*** Opening of DATA TO EXAMINE ***

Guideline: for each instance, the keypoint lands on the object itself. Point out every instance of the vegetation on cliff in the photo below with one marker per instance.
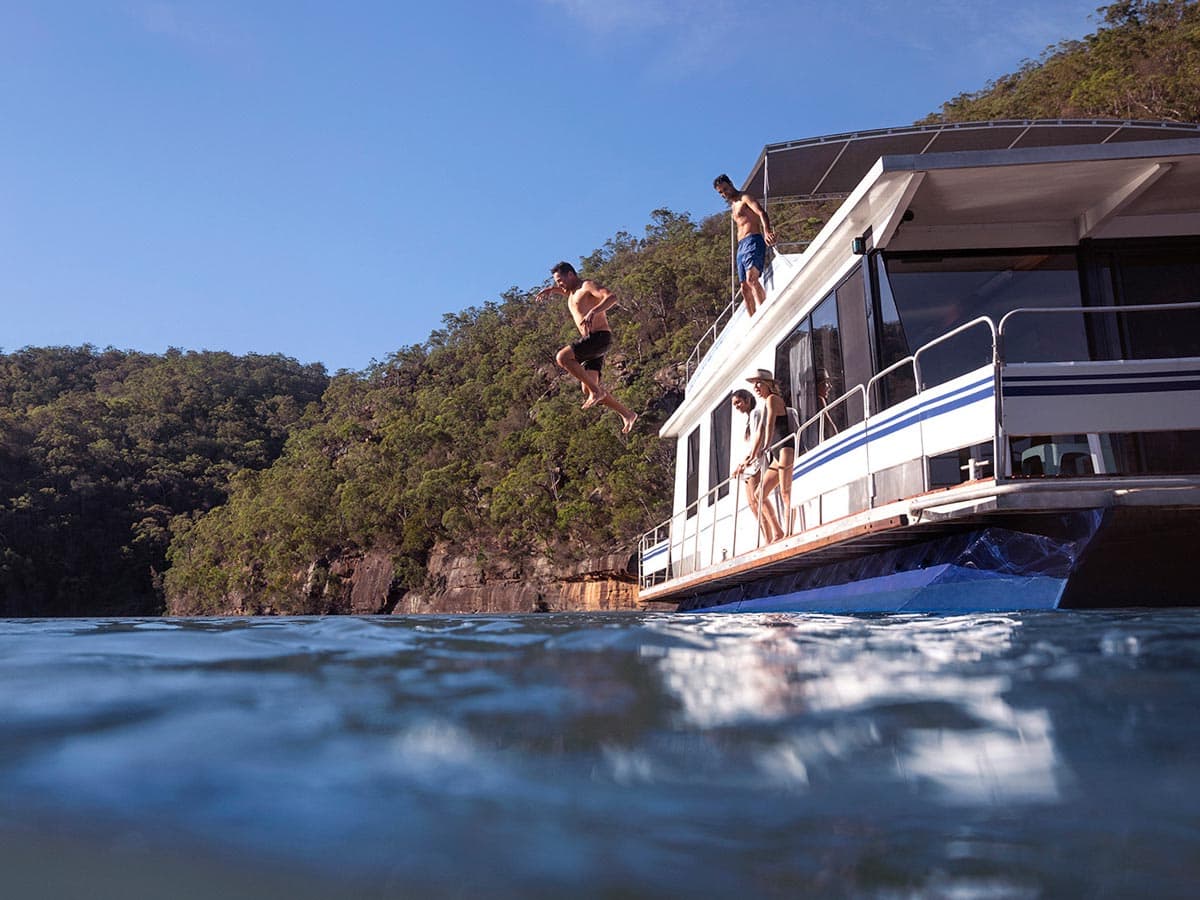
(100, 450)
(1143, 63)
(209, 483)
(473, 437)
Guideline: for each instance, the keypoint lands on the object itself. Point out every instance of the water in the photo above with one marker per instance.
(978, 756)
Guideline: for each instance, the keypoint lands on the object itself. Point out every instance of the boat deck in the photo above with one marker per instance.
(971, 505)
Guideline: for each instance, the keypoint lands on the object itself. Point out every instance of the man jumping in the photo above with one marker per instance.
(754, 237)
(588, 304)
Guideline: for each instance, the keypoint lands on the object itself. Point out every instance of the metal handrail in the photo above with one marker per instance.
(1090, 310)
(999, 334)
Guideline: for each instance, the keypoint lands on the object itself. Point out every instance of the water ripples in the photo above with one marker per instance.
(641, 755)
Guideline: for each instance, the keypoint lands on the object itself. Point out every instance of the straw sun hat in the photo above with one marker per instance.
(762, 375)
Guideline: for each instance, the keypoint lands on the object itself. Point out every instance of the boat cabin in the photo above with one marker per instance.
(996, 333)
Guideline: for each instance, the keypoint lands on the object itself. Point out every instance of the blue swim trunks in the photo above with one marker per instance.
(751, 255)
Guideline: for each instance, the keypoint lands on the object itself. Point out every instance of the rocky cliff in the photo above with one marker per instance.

*** Close of DATA TO EXAMINE ***

#### [WHAT IS NEEDED]
Every line from the one containing "the water in" through the end of the material above should be retyped exactly; please include nothing else.

#### [TASK RESPONSE]
Guideline: for each instance, the keypoint lands on the object itself. Point out every instance of the water in the photo above with one marker per instance.
(978, 756)
Guideline: for each instance, the keypoint lands on the object itself. Point out every instance of the boat deck in the photo above with one marker per instance.
(971, 505)
Guideline: for each instance, the keypoint lands on the object itself. Point out every instance of the man jumping in the photo above with one marker per instance.
(754, 237)
(588, 304)
Guideline: for each instance, the keypoint lands on the object itself. Point out every instance of the metal handrail in the photo above with one marker per instance.
(1090, 310)
(999, 334)
Guideline: for each instance, the keypoint lands on the object itself. Point out every instance of the water ripples in the photo above with one marker per instance.
(641, 755)
Guideline: for each instance, the keypoint lands on the object itself. Point out every instance of the straw sun hat in the photo above with one marker per instance.
(762, 375)
Guideline: for each instance, the keypoint lands on the object itself. Point out every instance of the boat cabin in the photo above with one marker per instance.
(996, 333)
Guideline: for each instance, the keypoint lands on the object itself. Point out every instance of the blue swim trunks in the photo above with one marker per instance.
(751, 255)
Guideline: for each instance, the keypoint lands on the object itself. Point out every instance of the rocky cliff in the photo above with one marker per instance.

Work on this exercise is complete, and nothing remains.